(Given request):
Reproduce all of the data below without alteration; exclude every picture.

(Records from a data source):
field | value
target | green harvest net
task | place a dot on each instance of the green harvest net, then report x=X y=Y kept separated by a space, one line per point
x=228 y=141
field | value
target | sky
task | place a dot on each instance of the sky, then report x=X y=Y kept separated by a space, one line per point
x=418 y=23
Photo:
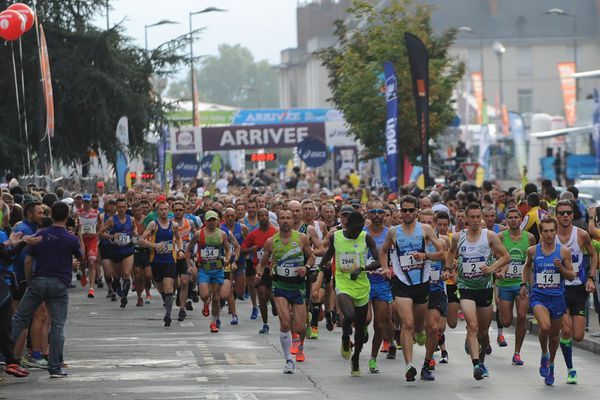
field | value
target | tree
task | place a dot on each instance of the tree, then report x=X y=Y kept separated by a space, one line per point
x=355 y=66
x=97 y=77
x=232 y=78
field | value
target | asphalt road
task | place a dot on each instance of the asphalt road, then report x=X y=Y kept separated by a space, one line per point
x=116 y=353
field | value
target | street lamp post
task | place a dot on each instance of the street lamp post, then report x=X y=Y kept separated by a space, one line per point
x=161 y=22
x=499 y=50
x=193 y=80
x=563 y=13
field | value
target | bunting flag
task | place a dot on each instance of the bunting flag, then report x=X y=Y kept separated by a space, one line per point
x=391 y=128
x=569 y=89
x=47 y=84
x=418 y=58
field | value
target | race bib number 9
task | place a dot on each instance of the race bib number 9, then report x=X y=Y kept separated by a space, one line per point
x=349 y=262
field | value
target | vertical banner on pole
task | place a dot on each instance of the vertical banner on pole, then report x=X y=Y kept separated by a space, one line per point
x=477 y=79
x=418 y=58
x=391 y=127
x=569 y=89
x=596 y=131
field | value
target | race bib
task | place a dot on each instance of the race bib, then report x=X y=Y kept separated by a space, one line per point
x=548 y=280
x=209 y=253
x=349 y=262
x=515 y=270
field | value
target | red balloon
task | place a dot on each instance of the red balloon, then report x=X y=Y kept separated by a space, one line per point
x=12 y=25
x=25 y=11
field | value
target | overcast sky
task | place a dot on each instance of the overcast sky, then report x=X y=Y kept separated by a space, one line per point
x=264 y=26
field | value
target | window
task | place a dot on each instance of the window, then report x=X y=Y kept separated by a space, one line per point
x=524 y=60
x=525 y=100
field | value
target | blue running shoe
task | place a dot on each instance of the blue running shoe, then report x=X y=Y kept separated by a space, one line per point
x=549 y=379
x=544 y=366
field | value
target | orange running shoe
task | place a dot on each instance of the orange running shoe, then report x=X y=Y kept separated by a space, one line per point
x=385 y=346
x=295 y=343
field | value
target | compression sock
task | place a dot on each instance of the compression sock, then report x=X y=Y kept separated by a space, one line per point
x=567 y=349
x=168 y=303
x=286 y=342
x=316 y=309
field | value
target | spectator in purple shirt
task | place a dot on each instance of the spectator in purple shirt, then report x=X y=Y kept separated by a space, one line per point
x=49 y=283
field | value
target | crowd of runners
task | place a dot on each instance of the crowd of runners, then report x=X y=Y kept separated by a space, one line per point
x=410 y=265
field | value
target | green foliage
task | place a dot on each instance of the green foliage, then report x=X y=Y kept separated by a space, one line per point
x=365 y=41
x=98 y=76
x=232 y=78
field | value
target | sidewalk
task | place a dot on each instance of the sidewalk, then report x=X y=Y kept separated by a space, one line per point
x=589 y=342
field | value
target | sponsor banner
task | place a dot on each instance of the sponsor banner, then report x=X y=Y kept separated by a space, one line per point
x=224 y=138
x=313 y=152
x=418 y=58
x=391 y=125
x=185 y=139
x=569 y=89
x=186 y=166
x=285 y=116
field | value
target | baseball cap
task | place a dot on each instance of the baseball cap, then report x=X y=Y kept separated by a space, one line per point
x=347 y=210
x=210 y=215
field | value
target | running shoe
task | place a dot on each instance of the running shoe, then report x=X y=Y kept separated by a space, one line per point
x=426 y=375
x=295 y=343
x=58 y=373
x=478 y=372
x=432 y=365
x=410 y=374
x=373 y=366
x=501 y=341
x=254 y=314
x=544 y=366
x=391 y=353
x=385 y=346
x=486 y=372
x=572 y=377
x=517 y=359
x=300 y=357
x=549 y=379
x=16 y=370
x=444 y=358
x=421 y=337
x=289 y=367
x=355 y=369
x=345 y=348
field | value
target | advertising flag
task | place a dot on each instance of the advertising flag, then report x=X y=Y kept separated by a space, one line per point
x=569 y=89
x=418 y=58
x=47 y=84
x=391 y=126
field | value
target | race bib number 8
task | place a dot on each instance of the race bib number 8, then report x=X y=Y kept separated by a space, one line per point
x=547 y=280
x=349 y=262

(Written response):
field | value
target | green harvest net
task | place a dot on each instance of the green harvest net, then report x=X y=Y kept separated by a space, one line per point
x=228 y=141
field | value
target | sky
task | place a dot on each instance of the sky, then report x=X y=Y kept separated by a space, one line per point
x=418 y=23
Photo:
field | value
target | tree
task | place a dot on each instance of the tree, then report x=X y=Y kept separated by a space, one line per point
x=355 y=66
x=97 y=77
x=232 y=78
field | value
target | asphalt road
task | place a dot on each instance of the asphalt road, then report x=X y=Y kept separated by a space, one line per point
x=116 y=353
field | value
target | street lamp post
task | place a dot on each instance of the street lamp post, then report x=X y=Y kept separated by a space, one line per point
x=161 y=22
x=499 y=50
x=193 y=80
x=563 y=13
field | value
target | bunting flag
task | place a dot on each instance of the bunting flag, then report x=X y=Y kept separated by a space, one line per point
x=391 y=128
x=569 y=89
x=47 y=84
x=418 y=58
field | value
target | race bib number 9
task | place a dot on each instance of the race bib number 9, then report x=X y=Y kept separated by a space, one line per point
x=349 y=262
field | value
target | vertical banner on pole
task | place a dot on each instance of the vertical banner on pole, then report x=X y=Y kept separated by a space, one line per point
x=477 y=79
x=418 y=58
x=391 y=127
x=569 y=89
x=596 y=131
field | value
target | race bib
task | place a dot on each instance of the race bib, then report x=X y=Y kept separated by a space, one line per point
x=548 y=280
x=209 y=253
x=349 y=262
x=515 y=270
field | value
target | red balloon
task | place a dot on each instance of the red balloon, then report x=X y=Y kept separated by a space, one line per point
x=12 y=25
x=25 y=11
field | value
target | overcast sky
task | place a dot on each instance of the overcast sky, then report x=X y=Y kept separated by a space, one line per point
x=264 y=26
field | value
target | window
task | place a dot on each instance of the window, then report x=X y=Y kept separated by a space, one line per point
x=524 y=60
x=525 y=100
field | value
target | blue running shoe
task | place a dot on each instance of the blue running shoe, then report x=X y=Y kept separated by a space, one line per point
x=549 y=379
x=544 y=366
field | value
target | orange running shoe
task | place a dot on each instance of the orange running shoe, then report x=X y=Y kept separated by a space, one line per point
x=385 y=346
x=295 y=343
field | value
target | compression sock
task | place a dot on each instance of the compression sock, then report x=X y=Y kept separated by a space, one line per point
x=567 y=349
x=168 y=303
x=286 y=342
x=316 y=309
field | value
target | spectator in purple shirt
task | place a dot on each instance of the spectator in purple shirt, then report x=X y=Y kept separated by a space, one line per point
x=49 y=283
field | value
target | crowd of runners
task | place a dot on each instance of the crowd of runners, then report x=X y=Y kept separated by a space, one line per point
x=410 y=265
field | value
target | green foliage
task | place a dot on each instance of the green foliage, then report x=X y=Y kept separated by a space, one line per point
x=365 y=41
x=98 y=76
x=232 y=78
field | value
target | sidewalk
task | place a dot on each instance of the sidewalk, then report x=X y=Y kept separated by a space, one line per point
x=589 y=342
field | value
target | sponsor banner
task | place a dot on each instance of the sponsor banner, then report x=X y=Y kept separated by a space, one line per point
x=224 y=138
x=313 y=152
x=418 y=58
x=391 y=125
x=185 y=139
x=569 y=89
x=186 y=166
x=285 y=116
field | value
target | baseball cap
task | place a dot on each instance of the baseball cap, then report x=X y=Y kept separated by a space, one line per point
x=347 y=210
x=210 y=215
field | value
target | running shoe
task | place a dot on each instance of the running shoe, then report x=X y=Y kept separated by a space, one line per point
x=426 y=375
x=295 y=343
x=58 y=373
x=478 y=372
x=432 y=365
x=410 y=374
x=373 y=366
x=501 y=341
x=254 y=314
x=544 y=366
x=391 y=353
x=385 y=346
x=486 y=372
x=572 y=377
x=517 y=359
x=300 y=357
x=549 y=379
x=16 y=370
x=444 y=358
x=421 y=337
x=289 y=367
x=355 y=369
x=345 y=348
field | value
target | advertising flag
task | place a dot on each instance of the advertising flag, then report x=X y=Y kept separated by a space, one line per point
x=569 y=89
x=418 y=58
x=47 y=84
x=391 y=126
field | value
target | race bib number 8
task | place a dot on each instance of the race bib number 8, then report x=X y=Y kept separated by a space, one line per point
x=547 y=280
x=349 y=262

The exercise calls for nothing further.